(Labeling and segmentation rows)

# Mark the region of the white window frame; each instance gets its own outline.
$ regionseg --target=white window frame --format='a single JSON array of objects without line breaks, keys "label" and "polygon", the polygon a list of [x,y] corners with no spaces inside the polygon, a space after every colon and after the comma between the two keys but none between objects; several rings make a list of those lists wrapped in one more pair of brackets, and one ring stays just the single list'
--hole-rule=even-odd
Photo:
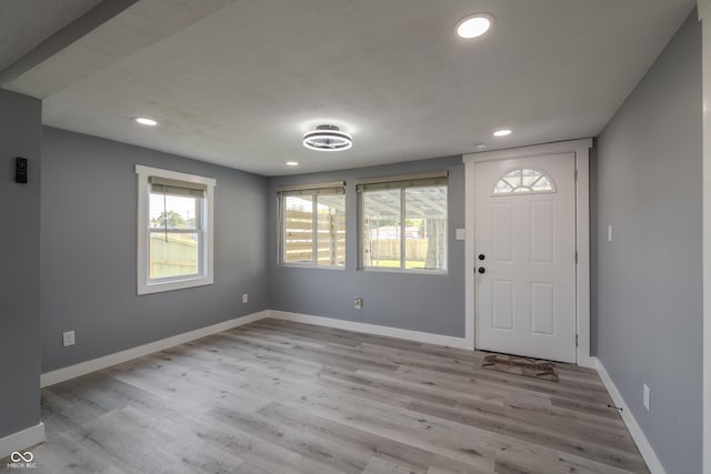
[{"label": "white window frame", "polygon": [[[138,175],[138,294],[151,294],[212,284],[214,281],[212,262],[214,253],[214,186],[217,185],[217,181],[212,178],[143,167],[141,164],[136,165],[136,174]],[[150,232],[148,229],[150,221],[150,177],[207,185],[206,196],[201,200],[202,209],[200,210],[200,219],[202,220],[202,238],[200,239],[201,248],[198,262],[199,273],[197,275],[161,280],[150,279]]]},{"label": "white window frame", "polygon": [[[365,205],[363,202],[364,193],[368,191],[363,191],[363,186],[368,184],[379,184],[379,183],[389,183],[392,184],[392,189],[400,189],[400,219],[402,223],[404,223],[404,214],[405,214],[405,193],[407,189],[417,189],[420,185],[408,184],[412,181],[421,181],[421,180],[432,180],[432,179],[447,179],[447,226],[444,229],[444,243],[447,248],[444,249],[444,269],[438,270],[423,270],[423,269],[405,269],[404,268],[404,232],[400,232],[400,266],[369,266],[365,265],[363,261],[363,248],[365,243],[363,242],[363,225],[365,222]],[[369,178],[358,180],[356,182],[357,191],[358,191],[358,269],[363,270],[365,272],[383,272],[383,273],[408,273],[408,274],[421,274],[421,275],[447,275],[449,274],[449,171],[434,171],[434,172],[425,172],[425,173],[415,173],[415,174],[403,174],[398,177],[385,177],[385,178]]]},{"label": "white window frame", "polygon": [[[286,236],[284,236],[284,198],[288,198],[292,192],[303,192],[303,195],[310,195],[313,200],[312,208],[312,229],[313,233],[312,240],[312,260],[311,262],[286,262],[284,261],[284,251],[286,251]],[[277,261],[280,266],[301,266],[307,269],[321,269],[321,270],[346,270],[346,262],[341,265],[327,265],[327,264],[318,264],[318,196],[320,194],[323,195],[343,195],[343,204],[346,205],[346,181],[334,181],[328,183],[317,183],[317,184],[297,184],[297,185],[287,185],[287,186],[278,186],[277,194],[279,198],[279,244],[277,256]],[[347,214],[348,215],[348,214]],[[348,230],[347,230],[348,232]]]}]

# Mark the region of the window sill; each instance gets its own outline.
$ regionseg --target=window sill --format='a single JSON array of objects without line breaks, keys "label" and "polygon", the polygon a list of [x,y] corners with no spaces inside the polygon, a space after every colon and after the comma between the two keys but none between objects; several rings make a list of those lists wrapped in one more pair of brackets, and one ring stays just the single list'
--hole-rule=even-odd
[{"label": "window sill", "polygon": [[184,280],[171,280],[169,282],[139,284],[138,294],[162,293],[164,291],[184,290],[188,288],[211,285],[212,278],[197,276]]},{"label": "window sill", "polygon": [[449,272],[447,270],[402,270],[402,269],[392,269],[387,266],[363,266],[359,270],[363,272],[374,272],[374,273],[399,273],[403,275],[448,275]]}]

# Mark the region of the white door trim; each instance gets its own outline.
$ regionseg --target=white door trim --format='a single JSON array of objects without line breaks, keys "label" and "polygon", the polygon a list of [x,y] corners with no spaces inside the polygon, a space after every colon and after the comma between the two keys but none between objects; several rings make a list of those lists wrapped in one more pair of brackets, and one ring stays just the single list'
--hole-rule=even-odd
[{"label": "white door trim", "polygon": [[467,339],[472,349],[477,340],[474,331],[474,164],[482,161],[514,158],[540,157],[547,154],[574,153],[578,182],[575,183],[575,248],[578,249],[577,274],[577,321],[578,321],[578,365],[594,367],[590,357],[590,148],[592,139],[538,144],[532,147],[464,154],[464,213],[467,228],[465,259],[467,294],[464,301]]},{"label": "white door trim", "polygon": [[[703,93],[703,435],[711,443],[711,0],[698,0],[701,20]],[[711,474],[711,450],[703,450],[703,473]]]}]

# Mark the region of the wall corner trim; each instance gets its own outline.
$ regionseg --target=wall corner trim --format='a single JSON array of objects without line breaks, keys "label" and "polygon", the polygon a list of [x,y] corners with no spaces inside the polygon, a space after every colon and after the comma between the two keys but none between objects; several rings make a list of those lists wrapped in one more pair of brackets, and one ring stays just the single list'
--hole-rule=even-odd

[Request]
Rewrite all the rows above, changing "each instance gets its own outline" to "every instance gets a separate outline" wherever it appears and keeping everything else the same. Leave the pictures out.

[Answer below]
# Mark the region of the white window frame; every instance gets a separate outline.
$ regionseg --target=white window frame --format='a single JSON array of objects without line breaks, keys "label" and "polygon", the polygon a list of [x,y] corners with no spaces inside the polygon, a space after every colon and after the comma between the two keys but none between objects; several rings make a list of those lists wrapped in one more pair of brackets, and one ring stays just the single list'
--hole-rule=even-odd
Photo:
[{"label": "white window frame", "polygon": [[[138,175],[138,294],[151,294],[212,284],[214,281],[212,262],[214,253],[214,186],[217,185],[217,181],[212,178],[143,167],[141,164],[136,165],[136,174]],[[150,232],[148,229],[150,221],[150,177],[207,185],[206,196],[201,200],[202,209],[200,210],[200,219],[202,220],[202,238],[200,239],[201,248],[198,262],[199,273],[197,275],[161,280],[150,279]]]},{"label": "white window frame", "polygon": [[[365,205],[363,202],[364,193],[368,191],[363,191],[363,186],[368,184],[379,184],[379,183],[389,183],[392,184],[392,189],[400,189],[400,219],[402,223],[404,223],[404,214],[405,214],[405,193],[407,189],[417,189],[420,185],[408,184],[412,181],[421,181],[421,180],[432,180],[432,179],[447,179],[447,226],[444,229],[444,243],[447,248],[444,249],[444,269],[438,270],[423,270],[423,269],[405,269],[404,268],[404,232],[400,232],[400,266],[369,266],[365,265],[363,261],[363,248],[365,243],[363,242],[363,225],[365,222]],[[369,178],[358,180],[356,182],[357,191],[358,191],[358,269],[363,270],[365,272],[383,272],[383,273],[408,273],[408,274],[421,274],[421,275],[447,275],[449,274],[449,171],[434,171],[434,172],[425,172],[425,173],[415,173],[415,174],[403,174],[398,177],[385,177],[385,178]]]},{"label": "white window frame", "polygon": [[[286,236],[284,236],[284,198],[288,198],[292,192],[303,192],[303,195],[310,195],[313,200],[312,208],[312,229],[313,233],[312,240],[312,260],[311,262],[286,262],[284,261],[284,251],[286,251]],[[277,261],[280,266],[301,266],[307,269],[321,269],[321,270],[346,270],[346,262],[341,265],[327,265],[327,264],[318,264],[318,196],[320,194],[323,195],[343,195],[343,204],[346,205],[346,181],[334,181],[328,183],[317,183],[317,184],[297,184],[297,185],[287,185],[287,186],[278,186],[277,194],[279,198],[279,244],[277,256]],[[347,214],[348,215],[348,214]],[[348,230],[347,230],[348,232]]]}]

# Mark the region of the window sill; every instance gets a separate outline.
$ regionseg --target=window sill --format='a single JSON array of objects without line breaks, keys "label" and "polygon", the polygon a list of [x,y] corners with no spaces inside the polygon, a space after every colon and after the comma between the two keys but none between objects; several rings make a list of those lists wrapped in one more pair of brackets, and one ring stays just the single list'
--hole-rule=even-odd
[{"label": "window sill", "polygon": [[184,280],[171,280],[169,282],[139,284],[138,294],[162,293],[164,291],[184,290],[188,288],[211,285],[212,278],[197,276]]},{"label": "window sill", "polygon": [[449,272],[447,270],[402,270],[402,269],[392,269],[387,266],[363,266],[359,270],[363,272],[374,272],[374,273],[399,273],[403,275],[448,275]]}]

# Mark the region of the white door trim; every instance gets a separate outline.
$ regionseg --target=white door trim --format='a single JSON array of objects without line breaks, keys "label" and "polygon", the polygon a list of [x,y] corners with no spaces inside the polygon, a space after every colon and after the comma between the two keys but none between objects; several rings make a list of those lists wrapped in one more pair of brackets, and one ring stays just the single list'
--hole-rule=even-odd
[{"label": "white door trim", "polygon": [[467,339],[472,349],[477,340],[474,331],[474,164],[482,161],[514,158],[540,157],[547,154],[574,153],[578,182],[575,183],[575,248],[578,249],[577,274],[577,321],[578,321],[578,365],[594,367],[590,357],[590,148],[592,139],[538,144],[532,147],[464,154],[464,213],[467,228],[465,259],[467,294],[464,301]]},{"label": "white door trim", "polygon": [[[703,93],[703,435],[711,443],[711,0],[698,0],[701,20]],[[711,474],[711,450],[703,450],[703,473]]]}]

# Mark the region of the wall corner trim; every instance gets a separate outline.
$ regionseg --target=wall corner trim --format='a single JSON array of objects without line breaks, keys "label" and "polygon", the polygon a list of [x,y] corners with no spaces inside the polygon, a space after every colon and after the comma between the two keys but none between objects; several rings make a list of those lists wrapped in one more pair of brackets, and one ring stays just the single list'
--hole-rule=even-odd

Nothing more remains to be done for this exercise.